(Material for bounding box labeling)

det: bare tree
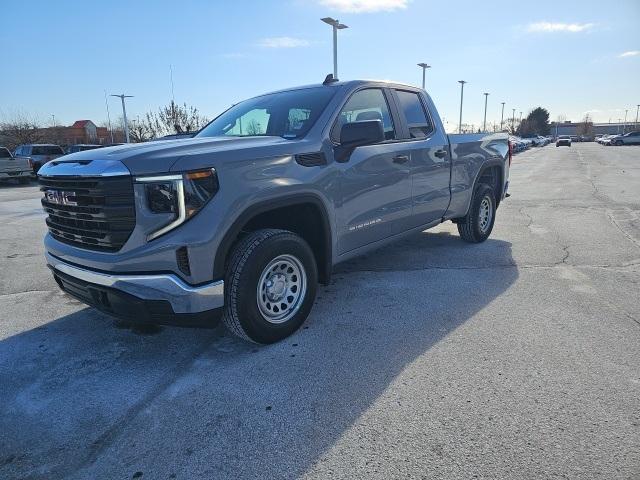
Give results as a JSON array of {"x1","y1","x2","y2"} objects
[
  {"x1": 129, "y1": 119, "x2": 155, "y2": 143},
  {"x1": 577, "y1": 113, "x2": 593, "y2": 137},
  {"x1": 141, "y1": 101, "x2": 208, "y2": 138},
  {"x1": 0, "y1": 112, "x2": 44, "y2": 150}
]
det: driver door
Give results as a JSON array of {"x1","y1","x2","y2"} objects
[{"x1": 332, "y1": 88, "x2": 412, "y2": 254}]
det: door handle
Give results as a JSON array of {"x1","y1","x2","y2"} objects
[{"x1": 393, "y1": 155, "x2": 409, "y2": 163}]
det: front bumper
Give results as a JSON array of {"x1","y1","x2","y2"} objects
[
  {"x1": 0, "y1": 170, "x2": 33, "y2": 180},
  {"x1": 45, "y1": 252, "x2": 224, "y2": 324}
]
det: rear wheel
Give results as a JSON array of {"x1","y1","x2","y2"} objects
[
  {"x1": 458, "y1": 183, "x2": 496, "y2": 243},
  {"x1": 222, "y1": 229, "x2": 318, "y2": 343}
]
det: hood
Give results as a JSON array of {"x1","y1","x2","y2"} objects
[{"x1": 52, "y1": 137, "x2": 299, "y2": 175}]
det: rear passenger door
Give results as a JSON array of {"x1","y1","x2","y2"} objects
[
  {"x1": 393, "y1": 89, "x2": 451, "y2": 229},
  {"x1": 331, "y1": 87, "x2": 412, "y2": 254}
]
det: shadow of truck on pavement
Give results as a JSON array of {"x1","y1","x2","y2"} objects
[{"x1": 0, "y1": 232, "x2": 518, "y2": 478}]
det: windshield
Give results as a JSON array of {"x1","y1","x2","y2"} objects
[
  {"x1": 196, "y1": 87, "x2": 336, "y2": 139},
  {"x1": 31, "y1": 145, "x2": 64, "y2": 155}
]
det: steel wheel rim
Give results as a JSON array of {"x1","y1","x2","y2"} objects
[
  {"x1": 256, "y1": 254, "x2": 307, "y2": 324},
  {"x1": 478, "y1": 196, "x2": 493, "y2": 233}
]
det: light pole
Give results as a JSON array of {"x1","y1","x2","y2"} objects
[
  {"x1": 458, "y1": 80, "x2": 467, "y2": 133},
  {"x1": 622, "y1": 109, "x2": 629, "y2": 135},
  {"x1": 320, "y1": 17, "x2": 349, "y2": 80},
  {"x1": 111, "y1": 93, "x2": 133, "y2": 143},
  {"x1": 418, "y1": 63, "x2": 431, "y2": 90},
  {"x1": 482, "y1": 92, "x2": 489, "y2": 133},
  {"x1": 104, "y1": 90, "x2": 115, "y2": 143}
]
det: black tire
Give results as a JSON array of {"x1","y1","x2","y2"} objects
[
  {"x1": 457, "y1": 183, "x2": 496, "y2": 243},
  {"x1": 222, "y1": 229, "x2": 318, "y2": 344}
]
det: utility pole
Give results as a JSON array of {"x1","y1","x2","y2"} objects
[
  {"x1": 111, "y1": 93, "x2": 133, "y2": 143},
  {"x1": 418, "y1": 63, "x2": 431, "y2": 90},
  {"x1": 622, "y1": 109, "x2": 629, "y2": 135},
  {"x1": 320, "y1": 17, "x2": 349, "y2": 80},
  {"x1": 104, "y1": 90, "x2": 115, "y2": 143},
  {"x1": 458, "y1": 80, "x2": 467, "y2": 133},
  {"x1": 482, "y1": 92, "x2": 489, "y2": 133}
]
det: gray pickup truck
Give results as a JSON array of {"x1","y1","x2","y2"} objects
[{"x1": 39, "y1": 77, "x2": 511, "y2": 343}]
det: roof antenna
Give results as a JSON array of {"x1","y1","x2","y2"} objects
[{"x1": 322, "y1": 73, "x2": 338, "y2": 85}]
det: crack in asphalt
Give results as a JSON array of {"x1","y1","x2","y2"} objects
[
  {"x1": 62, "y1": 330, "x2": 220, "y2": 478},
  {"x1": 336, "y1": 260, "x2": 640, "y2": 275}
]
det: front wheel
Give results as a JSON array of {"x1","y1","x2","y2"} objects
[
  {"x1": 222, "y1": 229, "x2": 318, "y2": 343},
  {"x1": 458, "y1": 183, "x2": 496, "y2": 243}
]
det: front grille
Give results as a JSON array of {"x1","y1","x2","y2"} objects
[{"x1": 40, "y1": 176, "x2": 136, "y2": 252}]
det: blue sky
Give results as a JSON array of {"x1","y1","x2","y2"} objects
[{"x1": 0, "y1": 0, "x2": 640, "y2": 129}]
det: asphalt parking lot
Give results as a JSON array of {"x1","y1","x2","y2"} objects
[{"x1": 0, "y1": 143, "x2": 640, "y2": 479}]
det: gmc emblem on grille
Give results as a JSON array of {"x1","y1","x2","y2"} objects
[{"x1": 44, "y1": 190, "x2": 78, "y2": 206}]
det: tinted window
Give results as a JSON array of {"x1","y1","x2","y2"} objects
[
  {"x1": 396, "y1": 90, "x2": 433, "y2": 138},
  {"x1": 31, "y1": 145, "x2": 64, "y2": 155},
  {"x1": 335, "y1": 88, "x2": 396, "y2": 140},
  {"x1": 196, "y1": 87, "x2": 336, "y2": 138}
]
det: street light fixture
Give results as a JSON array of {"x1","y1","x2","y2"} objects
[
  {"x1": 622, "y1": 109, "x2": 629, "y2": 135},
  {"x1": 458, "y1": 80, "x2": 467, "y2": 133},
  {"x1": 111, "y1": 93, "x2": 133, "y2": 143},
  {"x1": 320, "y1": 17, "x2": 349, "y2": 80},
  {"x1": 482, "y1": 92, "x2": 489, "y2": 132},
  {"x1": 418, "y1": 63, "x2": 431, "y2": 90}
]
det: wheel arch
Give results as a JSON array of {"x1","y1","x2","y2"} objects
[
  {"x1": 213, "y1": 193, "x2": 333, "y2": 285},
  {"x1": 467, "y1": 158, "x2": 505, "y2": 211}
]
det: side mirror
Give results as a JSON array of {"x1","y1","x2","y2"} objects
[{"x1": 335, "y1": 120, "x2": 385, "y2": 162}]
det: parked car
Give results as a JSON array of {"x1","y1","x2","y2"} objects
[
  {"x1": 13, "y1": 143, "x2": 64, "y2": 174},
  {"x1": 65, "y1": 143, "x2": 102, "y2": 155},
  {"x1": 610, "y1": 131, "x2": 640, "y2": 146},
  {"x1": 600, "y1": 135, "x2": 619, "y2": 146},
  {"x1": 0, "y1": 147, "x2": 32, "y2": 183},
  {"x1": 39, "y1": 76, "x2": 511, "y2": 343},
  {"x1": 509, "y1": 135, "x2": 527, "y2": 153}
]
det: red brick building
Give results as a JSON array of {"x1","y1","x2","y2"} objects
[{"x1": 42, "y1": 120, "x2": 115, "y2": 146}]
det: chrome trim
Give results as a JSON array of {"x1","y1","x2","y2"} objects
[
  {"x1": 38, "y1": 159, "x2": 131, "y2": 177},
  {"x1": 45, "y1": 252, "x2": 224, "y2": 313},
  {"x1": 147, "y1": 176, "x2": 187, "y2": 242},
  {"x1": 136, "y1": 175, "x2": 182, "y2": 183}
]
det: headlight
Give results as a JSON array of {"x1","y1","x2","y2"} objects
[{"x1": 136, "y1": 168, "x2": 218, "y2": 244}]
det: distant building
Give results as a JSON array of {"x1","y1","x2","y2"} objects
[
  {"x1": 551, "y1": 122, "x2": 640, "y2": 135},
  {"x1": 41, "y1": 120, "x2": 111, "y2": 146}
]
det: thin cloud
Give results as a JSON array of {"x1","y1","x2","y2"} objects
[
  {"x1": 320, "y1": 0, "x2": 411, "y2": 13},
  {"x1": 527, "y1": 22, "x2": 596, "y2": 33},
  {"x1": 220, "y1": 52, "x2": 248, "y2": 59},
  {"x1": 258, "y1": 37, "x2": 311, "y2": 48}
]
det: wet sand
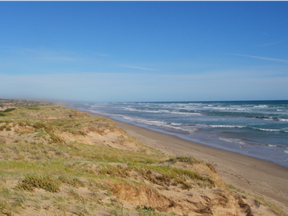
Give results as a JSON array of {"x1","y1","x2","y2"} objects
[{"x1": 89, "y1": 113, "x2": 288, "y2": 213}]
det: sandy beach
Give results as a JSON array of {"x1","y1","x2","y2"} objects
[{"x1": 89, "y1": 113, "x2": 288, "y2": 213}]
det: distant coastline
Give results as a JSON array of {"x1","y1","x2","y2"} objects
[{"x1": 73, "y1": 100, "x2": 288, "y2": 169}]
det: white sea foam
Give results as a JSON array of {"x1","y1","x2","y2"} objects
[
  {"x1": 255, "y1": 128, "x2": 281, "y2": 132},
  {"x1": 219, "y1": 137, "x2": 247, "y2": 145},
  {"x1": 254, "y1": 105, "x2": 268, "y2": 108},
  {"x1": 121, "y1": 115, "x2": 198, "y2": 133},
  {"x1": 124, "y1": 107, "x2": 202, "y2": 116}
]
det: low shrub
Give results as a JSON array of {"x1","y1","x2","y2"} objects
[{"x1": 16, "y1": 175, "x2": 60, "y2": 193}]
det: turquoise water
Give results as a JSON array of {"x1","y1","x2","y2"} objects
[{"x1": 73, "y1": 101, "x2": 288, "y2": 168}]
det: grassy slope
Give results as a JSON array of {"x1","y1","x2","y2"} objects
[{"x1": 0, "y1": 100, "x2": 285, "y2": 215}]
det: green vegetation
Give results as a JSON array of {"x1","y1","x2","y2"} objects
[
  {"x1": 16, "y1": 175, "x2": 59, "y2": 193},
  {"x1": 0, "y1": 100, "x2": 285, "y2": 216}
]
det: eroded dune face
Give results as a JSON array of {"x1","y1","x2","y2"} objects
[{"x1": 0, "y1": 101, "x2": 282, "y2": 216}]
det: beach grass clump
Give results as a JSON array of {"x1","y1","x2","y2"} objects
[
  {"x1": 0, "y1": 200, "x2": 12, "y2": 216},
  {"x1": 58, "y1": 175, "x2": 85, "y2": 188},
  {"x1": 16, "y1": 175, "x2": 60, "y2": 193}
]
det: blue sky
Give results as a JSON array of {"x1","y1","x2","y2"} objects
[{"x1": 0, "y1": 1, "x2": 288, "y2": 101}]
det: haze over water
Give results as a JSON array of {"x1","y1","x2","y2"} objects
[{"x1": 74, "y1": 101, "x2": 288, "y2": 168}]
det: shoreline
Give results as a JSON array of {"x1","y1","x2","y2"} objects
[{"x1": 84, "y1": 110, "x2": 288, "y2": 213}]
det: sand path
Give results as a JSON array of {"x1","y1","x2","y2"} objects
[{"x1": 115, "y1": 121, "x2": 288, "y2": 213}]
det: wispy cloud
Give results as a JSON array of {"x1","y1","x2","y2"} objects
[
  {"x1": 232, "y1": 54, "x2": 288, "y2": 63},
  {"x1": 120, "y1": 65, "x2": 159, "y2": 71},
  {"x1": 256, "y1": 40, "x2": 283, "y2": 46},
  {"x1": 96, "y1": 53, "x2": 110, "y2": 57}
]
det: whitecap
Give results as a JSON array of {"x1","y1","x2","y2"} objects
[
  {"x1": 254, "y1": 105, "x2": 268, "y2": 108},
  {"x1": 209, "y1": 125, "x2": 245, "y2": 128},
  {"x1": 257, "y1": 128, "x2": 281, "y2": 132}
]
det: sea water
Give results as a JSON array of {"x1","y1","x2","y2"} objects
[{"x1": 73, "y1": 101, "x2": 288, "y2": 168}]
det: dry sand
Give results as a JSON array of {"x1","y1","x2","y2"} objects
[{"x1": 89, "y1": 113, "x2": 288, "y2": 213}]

DESCRIPTION OF THE TASK
Return every line of the material above that contains the string "building", treating uppercase and lowercase letters as different.

FULL SOLUTION
det: red brick building
det: distant building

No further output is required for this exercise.